◆ **TASK GOAL**
Pick up the prose poem about the stripped house, the trip to the peninsula and the lonely friend, and write on from its final line, "And he takes the bait."

◆ **EXERCISE TEXT**
# # #
The roof’s off…

and the whole house fills with dust from the lime mortar crumbling away. Walls and boards are peeled back, the rooms take a battering, just the promise of new shapes and coverings to come.

A thousand klicks…

three flights and a walk up the hill to the cathedral, the tour ends at another gallery. You have to go home and try to write. You have to unpick Alexander’s knot, leave your sword in its scabbard.

To the peninsula…

to catch the Rothko you missed, then to wander the Picos and drink cider, watch the sea etching the Costa da Morte. Money’s tighter than ever, but time’s tighter.

You don’t know lonely…

he says. I haven’t spoken with another living, breathing thing for ten days. Nothing helps. Not even Rilke.

I can’t take a tear, that would kill me. Let’s ride out, I try, I’ll buy.

I’ve never been this bad, he says.

I could tell him the 30 fronts I’m fighting and how I wake up a-tremble every dawn, made worse by that feeling I’m letting everyone I care about down. I could tell him lots of things but it won’t make a difference.

Let’s ride out and sink a few. Don’t shame the sunlight.

And he takes the bait.
# # #
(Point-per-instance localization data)
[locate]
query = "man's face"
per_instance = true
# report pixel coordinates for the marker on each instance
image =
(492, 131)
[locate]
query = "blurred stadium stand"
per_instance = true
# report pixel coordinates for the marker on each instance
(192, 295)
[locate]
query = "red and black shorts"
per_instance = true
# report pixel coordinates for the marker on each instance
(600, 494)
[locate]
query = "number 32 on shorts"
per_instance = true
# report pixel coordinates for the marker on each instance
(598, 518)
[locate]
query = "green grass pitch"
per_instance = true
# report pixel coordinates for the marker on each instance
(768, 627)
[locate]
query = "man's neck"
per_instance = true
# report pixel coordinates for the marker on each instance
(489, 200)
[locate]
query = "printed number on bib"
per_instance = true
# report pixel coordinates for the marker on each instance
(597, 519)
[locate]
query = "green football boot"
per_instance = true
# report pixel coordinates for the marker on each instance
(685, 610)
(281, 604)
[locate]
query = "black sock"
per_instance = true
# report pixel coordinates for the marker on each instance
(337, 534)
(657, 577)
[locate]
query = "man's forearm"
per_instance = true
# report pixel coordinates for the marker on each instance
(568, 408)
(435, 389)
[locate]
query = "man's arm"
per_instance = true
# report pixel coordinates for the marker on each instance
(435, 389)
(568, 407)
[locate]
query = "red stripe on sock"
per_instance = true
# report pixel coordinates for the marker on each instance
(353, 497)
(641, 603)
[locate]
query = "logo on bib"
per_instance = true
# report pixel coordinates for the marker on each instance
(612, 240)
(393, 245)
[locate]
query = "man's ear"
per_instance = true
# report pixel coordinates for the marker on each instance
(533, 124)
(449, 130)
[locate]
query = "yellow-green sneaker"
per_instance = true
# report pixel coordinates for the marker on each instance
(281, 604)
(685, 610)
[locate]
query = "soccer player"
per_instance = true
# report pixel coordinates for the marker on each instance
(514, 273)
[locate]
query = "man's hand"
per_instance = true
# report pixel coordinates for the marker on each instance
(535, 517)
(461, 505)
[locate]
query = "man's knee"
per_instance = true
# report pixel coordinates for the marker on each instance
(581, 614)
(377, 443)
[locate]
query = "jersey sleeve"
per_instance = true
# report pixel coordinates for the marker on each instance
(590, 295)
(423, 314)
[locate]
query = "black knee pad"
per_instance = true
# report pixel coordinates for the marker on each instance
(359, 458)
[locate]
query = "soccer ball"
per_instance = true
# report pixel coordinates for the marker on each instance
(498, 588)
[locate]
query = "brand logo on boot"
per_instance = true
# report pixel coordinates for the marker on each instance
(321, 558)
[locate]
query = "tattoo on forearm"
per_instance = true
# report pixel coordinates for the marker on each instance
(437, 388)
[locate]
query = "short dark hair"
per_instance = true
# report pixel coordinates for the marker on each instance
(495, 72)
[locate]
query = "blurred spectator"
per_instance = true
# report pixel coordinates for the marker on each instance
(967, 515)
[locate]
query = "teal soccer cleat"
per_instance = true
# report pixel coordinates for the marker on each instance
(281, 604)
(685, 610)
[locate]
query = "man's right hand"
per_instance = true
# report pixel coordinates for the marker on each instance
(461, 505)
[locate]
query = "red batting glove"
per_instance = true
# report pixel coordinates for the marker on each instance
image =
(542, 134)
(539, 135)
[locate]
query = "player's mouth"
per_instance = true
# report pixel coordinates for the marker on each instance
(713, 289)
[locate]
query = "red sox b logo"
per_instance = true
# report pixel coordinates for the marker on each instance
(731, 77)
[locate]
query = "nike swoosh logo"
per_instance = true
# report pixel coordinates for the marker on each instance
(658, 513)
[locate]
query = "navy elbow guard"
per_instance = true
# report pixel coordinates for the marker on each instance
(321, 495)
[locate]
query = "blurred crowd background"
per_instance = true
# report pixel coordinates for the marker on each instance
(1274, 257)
# # #
◆ **WRITTEN ANSWER**
Waterside characters…

earn their keep from the flow and those who ferry about. Riverman makes a buck helping out at the narrowboat yard, he knows engines. And he can live on five pounds a day, alongside barter and a few veg boxes. He’s alone, even catless, and you can’t get any lonelier. He has time to read Mervyn Peake and David Jones, books he borrows from my not-yet shelves, myself being starved of time, though compared to many my afternoons are endless and indolent. If only my scribbled daydreams stood worth recording.

I got sick…

no warning, just a scratch in my chest but that night I pulled the covers tight, shivered and hacked in the fever-tossed sheets. Next day I was wheezing, lungs bubbling and ticking, too hot or too cold, hypothalamus shot. I’d been working hard and long on the pages, exhausted, a bad batch of words had infected me. That night I dreamed of log cabin hideaways and clearings in the firs, wolves padding nearby and a last match to strike for salvation. And then today I surfaced for a walk in the woods, came upon a tree uprooted. My kid shot up there and froze on the descent. I had to make my way up the trunk to the rescue, legs wobbling, old boots worn glass-smooth from wear, from too many long roads and wrong turns. But I got her down. And we climbed out of the valley, light spilling from everything, air clean and fresh after the fug.

Out in the streets…

there is violence…crazies rushing in from the dark. London doesn’t need me,

but I need London.

Down to Falling Cliff…

to say goodbye to a friend. And a nod to the sea, been landlocked since I was out with the whales a half year gone.

Rideways and talkways…

in the night tunnel. Two of us alone in the city, dark house avenues and the magnolias unbuttoning, the stage is ours.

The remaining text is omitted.